■ **EXERCISE**
Reproduce the full forum post about dashboard warning lights word for word.

■ **PROVIDED TEXT**
..........
As Biddle said above you need to use a
OBD-II tester to
read the codes and report them back to the forum. There are three types of dashboard warning lights for engine and transmision related problems. 1) The "
Check Engine Light" refers to emisison related items and is described on page 10 and page 186 of my 2004
owners manual. 2) the "Electronic Throttle Control" (a.k.a. "wrench light") refers to safety related issues than came along with electronic throttle control and is described on page 13 of my 2004
owners manual. 3) The "check
fuel cap" light is listed on page 10. This last light (#3) is pretty straigtforward; try tightening the
fuel cap in its screw mechanism and if this does not work try cleaning the seals where the cap screws in. Lights #1 and #2 should not be illuminated without setting "diagnostic trouble codes" (a.k.a.DTCs) indicating the source of the problem (bad throttle sensor, misfire related to
coil on plug).
..........
■ **SUPPLIED ENTRIES**
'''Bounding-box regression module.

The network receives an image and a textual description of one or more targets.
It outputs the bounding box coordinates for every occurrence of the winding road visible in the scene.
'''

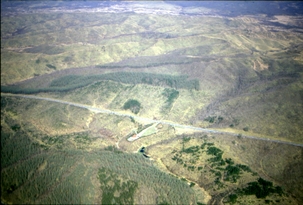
[1,93,303,147]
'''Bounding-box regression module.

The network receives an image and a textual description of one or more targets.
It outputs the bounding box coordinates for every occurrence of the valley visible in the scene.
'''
[1,1,303,205]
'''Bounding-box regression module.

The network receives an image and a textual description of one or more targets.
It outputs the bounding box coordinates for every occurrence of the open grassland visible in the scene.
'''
[1,3,303,205]
[1,97,200,204]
..........
■ **ANSWER BOX**
As Biddle said above you need to use a
OBD-II tester to
read the codes and report them back to the forum. There are three types of dashboard warning lights for engine and transmision related problems. 1) The "
Check Engine Light" refers to emisison related items and is described on page 10 and page 186 of my 2004
owners manual. 2) the "Electronic Throttle Control" (a.k.a. "wrench light") refers to safety related issues than came along with electronic throttle control and is described on page 13 of my 2004
owners manual. 3) The "check
fuel cap" light is listed on page 10. This last light (#3) is pretty straigtforward; try tightening the
fuel cap in its screw mechanism and if this does not work try cleaning the seals where the cap screws in. Lights #1 and #2 should not be illuminated without setting "diagnostic trouble codes" (a.k.a.DTCs) indicating the source of the problem (bad throttle sensor, misfire related to
coil on plug).